## Text provided:
-------

Let’s extend this with a fresh example. Consider a novice video creator who wants to try short-form content in three different niches: cooking, gaming, and travel. Without AI, each video might take hours of scripting, filming, and editing. One failed video could demoralize them for weeks. With AI tools, they can generate scripts, edit automatically, and publish one video per niche in an afternoon. The cost of each failure is just a few hours. They can quickly see which niche gets traction and pivot accordingly. Data from a recent survey shows that creators using AI-powered editing tools are 3 times more likely to experiment with new genres, precisely because the penalty for a bad video is so low.

This shift also changes the psychological landscape. The fear of failure is replaced by the curiosity of iteration. When the cost of a mistake is trivial, you stop treating mistakes as character flaws and start treating them as data points. This is a fundamental mindset upgrade for anyone — student, entrepreneur, designer. In classrooms, AI allows students to attempt dozens of solutions to a math problem without the shame of erasing and starting over. The teacher can focus on which mistakes teach the most, not on punishing error.

To sum up, AI’s deepest gift isn’t making you 10x stronger or faster. It’s freeing you from the tyranny of irreversible decisions. It turns life’s experiments from high-stakes gambles into low-cost probes. The next time you hesitate to try something new, ask yourself: how much would this failure cost without AI? If the answer is “almost nothing,” then you have no excuse. Get off your current mountain, descend willingly, and explore the next one. The cheapest failures are the ones that teach you the most.

-------

## Collected material:
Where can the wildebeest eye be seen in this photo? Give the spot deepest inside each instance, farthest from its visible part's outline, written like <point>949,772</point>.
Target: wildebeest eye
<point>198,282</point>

-------

## What is needed:
Answer these from the passage about AI and failure:
(a) Which three niches does the novice video creator want to try?
(b) What does AI let students attempt in classrooms, according to the passage?
(c) What does the closing paragraph call AI's deepest gift?

## Answer to the task:
(a) Cooking, gaming, and travel.
(b) Dozens of solutions to a math problem, without the shame of erasing and starting over.
(c) Freeing you from the tyranny of irreversible decisions.